Текст для разбора:
- - - - -

Перед нами отпечаток фантомных болей чьей-то больной психики. Очень жаль, конечно, родителей композитора, поскольку они в этой ситуации стали заложниками не то, чтобы злого умысла, а просто чужой болезненной эмоциональной реакции на гибель их сына. Написавшая анонимку, скорее всего, искренне любила Владимира Ивасюка, но это не отменяет того, что её бредни доставили страдания близким композитора. Автор записки, по-видимому, знала, что родители Владимира появляются у его могилы, возможно, она даже подходила к ним и заговаривала, но следует ясно понимать, что записка вовсе не была адресована им. Это так сказать обращение к миру, сверхценное мнение для целой Вселенной…
Здесь мы подходим к очень деликатной теме, о которой представители правоохранительного сообщества обычно стараются не говорить, но без упоминания которой в «деле Владимира Ивасюка» никак не обойтись. Речь идёт о реакции некоторой части общества – назовём её представителей «лицами с нестабильной психикой» – на общественно резонансные психотравмирующие происшествия.
Могила Владимира Ивасюка (современные фотографии). После похорон композитора 22 мая 1979 г его могила надолго сделалась местом притяжения как поклонников его таланта, так и откровенно нездоровых людей, травмированных его смертью.

- - - - -

Исходные данные:
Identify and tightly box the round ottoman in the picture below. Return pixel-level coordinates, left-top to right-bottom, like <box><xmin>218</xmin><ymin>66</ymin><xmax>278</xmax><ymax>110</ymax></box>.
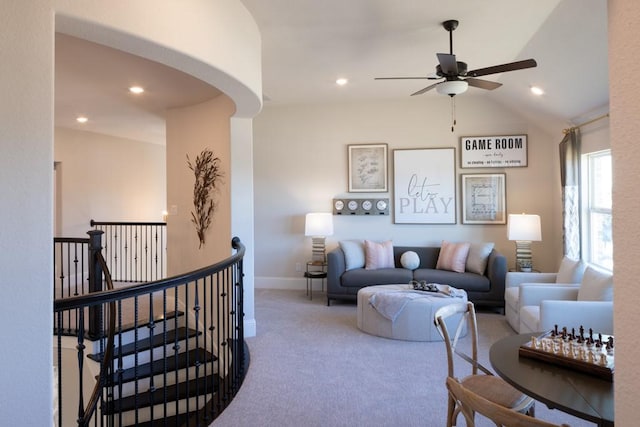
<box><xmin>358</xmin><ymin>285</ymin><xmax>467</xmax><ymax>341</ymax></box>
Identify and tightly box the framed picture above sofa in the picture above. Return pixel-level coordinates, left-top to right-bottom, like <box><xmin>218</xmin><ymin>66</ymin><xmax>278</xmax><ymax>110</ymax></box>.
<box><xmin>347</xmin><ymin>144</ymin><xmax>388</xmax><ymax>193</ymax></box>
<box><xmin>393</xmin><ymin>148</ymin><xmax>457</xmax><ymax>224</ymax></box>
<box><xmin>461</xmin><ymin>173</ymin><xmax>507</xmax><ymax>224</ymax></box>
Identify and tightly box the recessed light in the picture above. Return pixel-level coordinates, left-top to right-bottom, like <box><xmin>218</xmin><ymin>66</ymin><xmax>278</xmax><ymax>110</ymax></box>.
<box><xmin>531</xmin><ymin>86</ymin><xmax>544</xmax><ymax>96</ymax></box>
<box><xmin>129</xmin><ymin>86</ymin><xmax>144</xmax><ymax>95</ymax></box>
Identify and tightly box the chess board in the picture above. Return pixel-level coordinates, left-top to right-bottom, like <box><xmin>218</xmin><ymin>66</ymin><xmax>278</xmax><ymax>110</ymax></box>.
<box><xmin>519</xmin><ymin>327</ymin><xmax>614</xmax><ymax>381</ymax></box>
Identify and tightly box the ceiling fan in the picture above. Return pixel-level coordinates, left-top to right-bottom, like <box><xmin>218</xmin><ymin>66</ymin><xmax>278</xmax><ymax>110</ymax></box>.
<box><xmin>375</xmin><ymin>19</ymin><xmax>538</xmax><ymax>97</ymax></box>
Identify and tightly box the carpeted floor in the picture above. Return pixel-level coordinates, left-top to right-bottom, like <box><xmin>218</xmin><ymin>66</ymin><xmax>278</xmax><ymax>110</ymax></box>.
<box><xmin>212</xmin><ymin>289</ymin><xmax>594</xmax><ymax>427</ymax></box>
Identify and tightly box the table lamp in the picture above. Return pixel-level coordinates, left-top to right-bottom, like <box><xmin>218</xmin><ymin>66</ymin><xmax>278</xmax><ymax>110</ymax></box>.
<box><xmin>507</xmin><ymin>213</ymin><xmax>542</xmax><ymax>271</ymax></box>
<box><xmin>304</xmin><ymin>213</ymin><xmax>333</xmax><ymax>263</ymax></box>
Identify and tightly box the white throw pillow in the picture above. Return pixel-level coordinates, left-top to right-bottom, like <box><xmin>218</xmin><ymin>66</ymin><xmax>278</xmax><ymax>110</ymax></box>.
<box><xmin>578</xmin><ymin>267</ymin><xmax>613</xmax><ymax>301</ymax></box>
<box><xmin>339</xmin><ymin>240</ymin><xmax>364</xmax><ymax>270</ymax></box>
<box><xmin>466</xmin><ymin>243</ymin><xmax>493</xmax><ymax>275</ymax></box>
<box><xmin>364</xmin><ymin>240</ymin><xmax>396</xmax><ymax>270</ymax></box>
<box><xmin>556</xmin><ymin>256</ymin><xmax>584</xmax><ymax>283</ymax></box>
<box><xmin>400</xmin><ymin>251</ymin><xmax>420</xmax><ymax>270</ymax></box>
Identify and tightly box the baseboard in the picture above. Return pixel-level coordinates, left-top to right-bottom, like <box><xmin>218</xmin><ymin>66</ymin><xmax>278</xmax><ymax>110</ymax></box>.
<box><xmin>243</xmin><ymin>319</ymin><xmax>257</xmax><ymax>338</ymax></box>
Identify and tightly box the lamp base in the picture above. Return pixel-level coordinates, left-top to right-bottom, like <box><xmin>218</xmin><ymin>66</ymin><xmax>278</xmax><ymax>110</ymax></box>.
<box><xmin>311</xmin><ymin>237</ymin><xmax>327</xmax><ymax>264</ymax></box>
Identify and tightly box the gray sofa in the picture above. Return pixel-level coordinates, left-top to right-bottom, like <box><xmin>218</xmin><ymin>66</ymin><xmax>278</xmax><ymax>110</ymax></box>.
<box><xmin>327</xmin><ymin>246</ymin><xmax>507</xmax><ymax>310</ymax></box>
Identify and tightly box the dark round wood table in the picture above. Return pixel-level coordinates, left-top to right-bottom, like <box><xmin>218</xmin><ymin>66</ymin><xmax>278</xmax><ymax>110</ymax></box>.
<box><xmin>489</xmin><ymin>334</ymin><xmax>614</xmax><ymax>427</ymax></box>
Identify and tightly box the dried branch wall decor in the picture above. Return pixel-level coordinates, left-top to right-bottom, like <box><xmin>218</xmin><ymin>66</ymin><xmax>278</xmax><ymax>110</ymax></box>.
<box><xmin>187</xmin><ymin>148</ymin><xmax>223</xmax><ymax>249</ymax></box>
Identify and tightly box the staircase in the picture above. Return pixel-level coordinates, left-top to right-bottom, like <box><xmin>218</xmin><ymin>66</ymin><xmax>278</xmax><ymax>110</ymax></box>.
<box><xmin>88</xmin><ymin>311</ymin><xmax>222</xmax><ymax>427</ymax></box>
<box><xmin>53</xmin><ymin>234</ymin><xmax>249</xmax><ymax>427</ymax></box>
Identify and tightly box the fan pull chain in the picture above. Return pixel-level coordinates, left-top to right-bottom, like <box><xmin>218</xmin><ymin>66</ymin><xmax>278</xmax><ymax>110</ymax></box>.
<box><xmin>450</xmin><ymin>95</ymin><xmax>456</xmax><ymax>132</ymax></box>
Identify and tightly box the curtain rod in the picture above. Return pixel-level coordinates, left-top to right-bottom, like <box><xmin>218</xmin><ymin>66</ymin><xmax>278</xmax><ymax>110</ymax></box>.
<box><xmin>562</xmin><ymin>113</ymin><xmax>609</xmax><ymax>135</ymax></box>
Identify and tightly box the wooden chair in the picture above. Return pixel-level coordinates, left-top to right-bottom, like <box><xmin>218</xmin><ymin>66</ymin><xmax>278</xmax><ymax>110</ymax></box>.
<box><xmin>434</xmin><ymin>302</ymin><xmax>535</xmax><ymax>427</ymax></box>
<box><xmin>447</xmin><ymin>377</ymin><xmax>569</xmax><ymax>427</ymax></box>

- - - - -

Выпишите без изменений фрагмент текста о Владимире Ивасюке, начав с места, где стоят слова «Могила Владимира Ивасюка», и закончив словами «травмированных его смертью.» включительно. Материал здесь никакой роли не играет.

Выполненное задание:
Могила Владимира Ивасюка (современные фотографии). После похорон композитора 22 мая 1979 г его могила надолго сделалась местом притяжения как поклонников его таланта, так и откровенно нездоровых людей, травмированных его смертью.